> **Problem description**
Extend the text about taking up HIT workouts, picking up right after its final sentence.

> **Passage to read**
I have recently purchased the HIT Revolution by Dr. Darden, and I am in the process of applying the techniques and philosophies he suggests. I believe that his knowledge base is very sound, and I have completed approx. 8 workouts as he suggests.
However, seeing as you appear in his book performing all the exercises, and have obviously benefited from HIT, I feel compelled to direct my questions to you since you have obviously applied his suggestions and coaching. In light of that, I have some specific questions for you, that perhaps you can assist me with due to your knowledge base.
I am 44yrsd old, 6ft 1inch and approx. 200lbs, and my body fat I believe is approx. 15%. My target is to be a single digit body fat %, and approx. 225lbs. My workout plans prior to trying HIT consisted of HVT (High Volume Training), sometimes up to 6 days per week.
Each workout consisted of weight training 3 to 4 specific body parts, core exercises, and finished with a cardio segment of 15 to 20 minutes to help reduce my body fat, however I feel stagnated! In order to make the change from HVT to HIT, I would think that a person one would require some sort of step down progression? My questions are these.
Q: If I follow the 4 workouts suggested for beginners for 6 weeks each, and continue to perform the workouts suggested in the book, where do I fit in my cardio/core exercises, on non HIT days? And if so, how much core/cardio should I incorporate to help reduce body fat, but not be a detriment to my muscle recovery?
Q: Seeing as I have done HVT prior to HIT, are the 12 exercises and the gradual reduction of exercises over time, going to be sufficient enough to stimulate my muscle growth via HIT and reach my goals? I fear that I might not be targeting enough areas and will lose muscle mass in those areas, and wonder if I should incorporate more exercises or perhaps an additional set per exercise for the first 6 to 12 weeks?
I would appreciate your time and consideration in this matter, and thank you in advance.
P.S. Dr. Darden, if you happen read this, and would like to respond to my questions and offer any advice, it would be greatly appreciated.
So I was browsing through the book section and ended up purchasing the new HIT book after a quick flick through the pages in the store. The principles that Ell Darden talked about were so simple that they had to be the right way for me to go. After getting home I immediately got to reading the book, cover to cover and the first thing I noticed was a guy who was into weight lifting and martial arts, with the surname McCutcheon was featured in the book. I couldn't believe it! The same surname and interests as me! If my name was Smith or Jones, I wouldn't have been half as shocked, as you probably know, the McCutcheon name isn't that common, so I treated this as an omen!

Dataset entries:
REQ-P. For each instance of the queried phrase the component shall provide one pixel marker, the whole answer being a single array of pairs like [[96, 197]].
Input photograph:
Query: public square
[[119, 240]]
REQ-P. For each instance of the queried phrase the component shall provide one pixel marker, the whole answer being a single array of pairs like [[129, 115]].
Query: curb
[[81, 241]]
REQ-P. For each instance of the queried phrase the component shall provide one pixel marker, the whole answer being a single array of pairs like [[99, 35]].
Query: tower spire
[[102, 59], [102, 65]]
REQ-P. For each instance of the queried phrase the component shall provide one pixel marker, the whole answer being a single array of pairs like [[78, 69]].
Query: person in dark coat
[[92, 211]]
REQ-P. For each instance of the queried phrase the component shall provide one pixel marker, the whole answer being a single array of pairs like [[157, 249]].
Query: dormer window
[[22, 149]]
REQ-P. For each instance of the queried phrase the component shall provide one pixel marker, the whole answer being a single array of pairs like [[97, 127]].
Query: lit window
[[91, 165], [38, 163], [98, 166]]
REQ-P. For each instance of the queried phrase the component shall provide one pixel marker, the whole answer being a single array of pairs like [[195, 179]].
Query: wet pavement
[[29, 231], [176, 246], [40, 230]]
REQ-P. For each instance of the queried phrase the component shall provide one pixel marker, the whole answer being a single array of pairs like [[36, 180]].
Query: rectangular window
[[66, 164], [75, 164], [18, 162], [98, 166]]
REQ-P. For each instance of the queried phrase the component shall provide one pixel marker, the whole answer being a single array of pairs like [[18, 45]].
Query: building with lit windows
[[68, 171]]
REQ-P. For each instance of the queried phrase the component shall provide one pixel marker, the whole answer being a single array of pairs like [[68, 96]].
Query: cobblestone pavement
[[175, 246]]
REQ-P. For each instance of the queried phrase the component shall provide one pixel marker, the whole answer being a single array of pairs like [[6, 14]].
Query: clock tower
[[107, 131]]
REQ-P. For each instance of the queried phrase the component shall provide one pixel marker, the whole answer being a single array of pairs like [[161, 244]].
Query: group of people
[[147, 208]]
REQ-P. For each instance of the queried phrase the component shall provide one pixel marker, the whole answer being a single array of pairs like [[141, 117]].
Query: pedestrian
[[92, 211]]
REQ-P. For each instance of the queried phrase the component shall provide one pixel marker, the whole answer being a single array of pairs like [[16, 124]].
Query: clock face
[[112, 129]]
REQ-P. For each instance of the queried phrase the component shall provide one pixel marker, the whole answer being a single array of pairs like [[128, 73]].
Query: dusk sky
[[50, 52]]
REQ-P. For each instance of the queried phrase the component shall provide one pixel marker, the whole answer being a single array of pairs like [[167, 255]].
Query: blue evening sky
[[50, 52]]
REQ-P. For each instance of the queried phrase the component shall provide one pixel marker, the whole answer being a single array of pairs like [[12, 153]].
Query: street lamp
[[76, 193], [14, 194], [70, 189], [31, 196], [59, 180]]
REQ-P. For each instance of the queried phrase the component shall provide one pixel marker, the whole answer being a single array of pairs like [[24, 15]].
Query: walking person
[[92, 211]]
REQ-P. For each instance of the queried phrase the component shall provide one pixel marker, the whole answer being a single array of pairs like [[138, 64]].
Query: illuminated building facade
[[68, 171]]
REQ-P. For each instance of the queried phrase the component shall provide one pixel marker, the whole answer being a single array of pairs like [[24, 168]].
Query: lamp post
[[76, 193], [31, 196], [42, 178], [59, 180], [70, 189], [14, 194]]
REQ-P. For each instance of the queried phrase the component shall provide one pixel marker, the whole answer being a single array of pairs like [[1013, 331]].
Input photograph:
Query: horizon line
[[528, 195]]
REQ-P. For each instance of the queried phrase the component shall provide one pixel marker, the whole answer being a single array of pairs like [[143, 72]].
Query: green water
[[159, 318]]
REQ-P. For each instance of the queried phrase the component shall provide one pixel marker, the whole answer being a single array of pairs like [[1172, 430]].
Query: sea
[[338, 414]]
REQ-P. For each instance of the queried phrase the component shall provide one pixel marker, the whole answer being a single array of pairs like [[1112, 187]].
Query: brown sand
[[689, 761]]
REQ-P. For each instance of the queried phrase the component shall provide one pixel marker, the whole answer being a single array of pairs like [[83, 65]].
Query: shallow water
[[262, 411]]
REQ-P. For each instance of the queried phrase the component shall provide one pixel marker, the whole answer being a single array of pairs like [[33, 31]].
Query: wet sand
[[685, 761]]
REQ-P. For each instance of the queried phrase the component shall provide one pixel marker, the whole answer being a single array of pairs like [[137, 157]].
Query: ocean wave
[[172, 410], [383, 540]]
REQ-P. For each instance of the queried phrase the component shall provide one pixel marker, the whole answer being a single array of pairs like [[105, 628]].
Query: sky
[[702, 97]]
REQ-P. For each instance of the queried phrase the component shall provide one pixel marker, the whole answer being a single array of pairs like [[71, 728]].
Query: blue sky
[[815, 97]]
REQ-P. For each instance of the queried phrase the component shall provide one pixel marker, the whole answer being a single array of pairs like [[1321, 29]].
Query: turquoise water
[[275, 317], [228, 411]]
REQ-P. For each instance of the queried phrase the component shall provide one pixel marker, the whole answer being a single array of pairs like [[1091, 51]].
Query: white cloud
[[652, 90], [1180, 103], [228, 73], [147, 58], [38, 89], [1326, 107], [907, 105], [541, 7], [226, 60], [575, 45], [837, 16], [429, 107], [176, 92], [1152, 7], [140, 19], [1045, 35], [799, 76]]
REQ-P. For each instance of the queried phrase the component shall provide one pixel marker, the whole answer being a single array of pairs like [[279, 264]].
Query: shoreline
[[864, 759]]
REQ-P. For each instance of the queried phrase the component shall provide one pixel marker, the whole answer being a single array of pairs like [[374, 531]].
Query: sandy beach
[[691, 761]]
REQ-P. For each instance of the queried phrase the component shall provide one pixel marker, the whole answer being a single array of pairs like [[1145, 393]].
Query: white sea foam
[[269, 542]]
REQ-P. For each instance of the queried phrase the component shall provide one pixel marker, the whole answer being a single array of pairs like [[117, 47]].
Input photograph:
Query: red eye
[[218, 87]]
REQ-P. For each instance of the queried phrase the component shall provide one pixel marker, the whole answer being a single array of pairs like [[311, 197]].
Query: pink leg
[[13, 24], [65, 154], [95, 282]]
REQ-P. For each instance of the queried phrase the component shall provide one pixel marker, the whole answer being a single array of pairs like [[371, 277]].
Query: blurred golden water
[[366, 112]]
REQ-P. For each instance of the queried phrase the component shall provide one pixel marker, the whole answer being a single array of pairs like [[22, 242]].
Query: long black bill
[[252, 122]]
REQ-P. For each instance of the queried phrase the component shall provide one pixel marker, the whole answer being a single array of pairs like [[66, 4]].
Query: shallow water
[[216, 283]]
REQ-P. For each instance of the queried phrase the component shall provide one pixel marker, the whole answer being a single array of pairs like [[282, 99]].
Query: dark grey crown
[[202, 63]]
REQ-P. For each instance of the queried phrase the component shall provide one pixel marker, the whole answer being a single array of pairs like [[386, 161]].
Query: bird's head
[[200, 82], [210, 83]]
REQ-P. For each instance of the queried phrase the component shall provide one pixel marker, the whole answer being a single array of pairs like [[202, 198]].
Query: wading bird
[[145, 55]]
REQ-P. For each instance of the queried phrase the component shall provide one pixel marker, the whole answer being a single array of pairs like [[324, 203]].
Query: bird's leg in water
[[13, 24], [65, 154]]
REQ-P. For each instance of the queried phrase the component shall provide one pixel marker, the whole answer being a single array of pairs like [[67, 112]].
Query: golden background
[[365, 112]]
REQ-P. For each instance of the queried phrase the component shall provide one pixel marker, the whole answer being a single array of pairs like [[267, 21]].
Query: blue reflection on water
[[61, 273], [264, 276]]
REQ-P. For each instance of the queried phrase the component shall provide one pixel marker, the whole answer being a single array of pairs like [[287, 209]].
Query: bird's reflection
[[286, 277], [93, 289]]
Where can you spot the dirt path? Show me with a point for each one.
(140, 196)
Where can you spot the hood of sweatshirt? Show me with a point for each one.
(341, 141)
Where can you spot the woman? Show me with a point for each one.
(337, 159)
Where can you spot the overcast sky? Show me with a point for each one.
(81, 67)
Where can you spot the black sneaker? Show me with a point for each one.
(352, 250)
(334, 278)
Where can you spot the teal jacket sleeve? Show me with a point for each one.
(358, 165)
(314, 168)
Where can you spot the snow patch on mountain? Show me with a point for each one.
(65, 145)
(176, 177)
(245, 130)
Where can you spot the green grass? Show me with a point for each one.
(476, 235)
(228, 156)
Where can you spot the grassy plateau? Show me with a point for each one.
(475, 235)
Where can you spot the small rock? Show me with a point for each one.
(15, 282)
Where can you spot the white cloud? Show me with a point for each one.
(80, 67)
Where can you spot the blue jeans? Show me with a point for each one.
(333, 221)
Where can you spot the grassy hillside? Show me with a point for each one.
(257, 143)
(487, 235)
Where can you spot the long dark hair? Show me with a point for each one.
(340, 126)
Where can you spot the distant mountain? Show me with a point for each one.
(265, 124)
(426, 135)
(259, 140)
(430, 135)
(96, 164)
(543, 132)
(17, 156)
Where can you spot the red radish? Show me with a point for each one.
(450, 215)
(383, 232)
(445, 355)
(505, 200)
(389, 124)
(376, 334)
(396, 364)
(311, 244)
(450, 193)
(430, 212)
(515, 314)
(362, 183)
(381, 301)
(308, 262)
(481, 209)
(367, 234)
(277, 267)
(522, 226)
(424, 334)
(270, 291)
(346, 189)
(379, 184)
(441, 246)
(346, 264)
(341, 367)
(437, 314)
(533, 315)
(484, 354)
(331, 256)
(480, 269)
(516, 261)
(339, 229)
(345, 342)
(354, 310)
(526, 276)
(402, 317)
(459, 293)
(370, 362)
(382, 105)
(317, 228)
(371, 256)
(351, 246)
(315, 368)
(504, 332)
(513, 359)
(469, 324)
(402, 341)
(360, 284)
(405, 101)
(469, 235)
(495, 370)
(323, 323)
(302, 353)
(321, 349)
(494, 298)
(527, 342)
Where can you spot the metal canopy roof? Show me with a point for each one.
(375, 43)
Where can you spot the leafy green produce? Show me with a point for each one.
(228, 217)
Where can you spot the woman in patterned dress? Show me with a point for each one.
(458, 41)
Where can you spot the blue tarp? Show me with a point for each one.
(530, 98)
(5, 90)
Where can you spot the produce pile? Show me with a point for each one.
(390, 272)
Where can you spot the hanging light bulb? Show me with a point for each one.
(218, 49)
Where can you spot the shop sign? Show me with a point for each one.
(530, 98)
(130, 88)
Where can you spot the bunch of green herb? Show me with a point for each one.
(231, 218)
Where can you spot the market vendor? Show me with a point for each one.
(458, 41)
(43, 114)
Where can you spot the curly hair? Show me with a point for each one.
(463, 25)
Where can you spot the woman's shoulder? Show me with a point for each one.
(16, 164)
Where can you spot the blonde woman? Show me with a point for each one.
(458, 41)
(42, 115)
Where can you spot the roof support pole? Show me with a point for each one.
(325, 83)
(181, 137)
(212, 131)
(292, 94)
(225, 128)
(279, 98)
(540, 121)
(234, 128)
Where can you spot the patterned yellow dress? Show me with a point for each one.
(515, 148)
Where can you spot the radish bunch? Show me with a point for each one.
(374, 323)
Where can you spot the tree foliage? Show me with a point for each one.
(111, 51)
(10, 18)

> **Answer to the exercise**
I started the HIT routine for beginners 2 weeks ago and have already seen some nice results. I am, however, concerned about over-training, which is where my question for you comes into play.
I am an expat from England, heavily into Muay Thai and have been living in Thailand for 7 months and training for 5 of those so far. Now I've begun the HIT program, I'm not certain on the number of days per week to be training in Muay Thai. It's an intensive 2 hour workout each session and always leaves me feeling exhausted.
I'm currently following the normal Monday, Wednesday and Friday HIT routine as well as Muay Thai on Tuesday and Thursday. I use a whey protein isolate after each workout and consuming a high carb diet, but I'm concerned that I'm over-training and therefore reducing the effectiveness of growth in my muscles from HIT.
What would you recommend? I don't really want to compromise between getting bigger muscles and getting to the point where I will be able to compete in Muay Thai matches, but is there a way that the two can go hand in hand??
I'm really interested to hear what you have to say on the subject. Maybe one day I'll be able to follow in your footsteps and keep the McCutcheon name in the fitness and martial arts world.
I have been reading and rereading this book for the past few years now and it has delivered some amazing results, I want to dive into it again and would like to know if I should go through the 6 month transformation or continue to use/progress through beginning routines 1-4? please help me clear the air on the matter.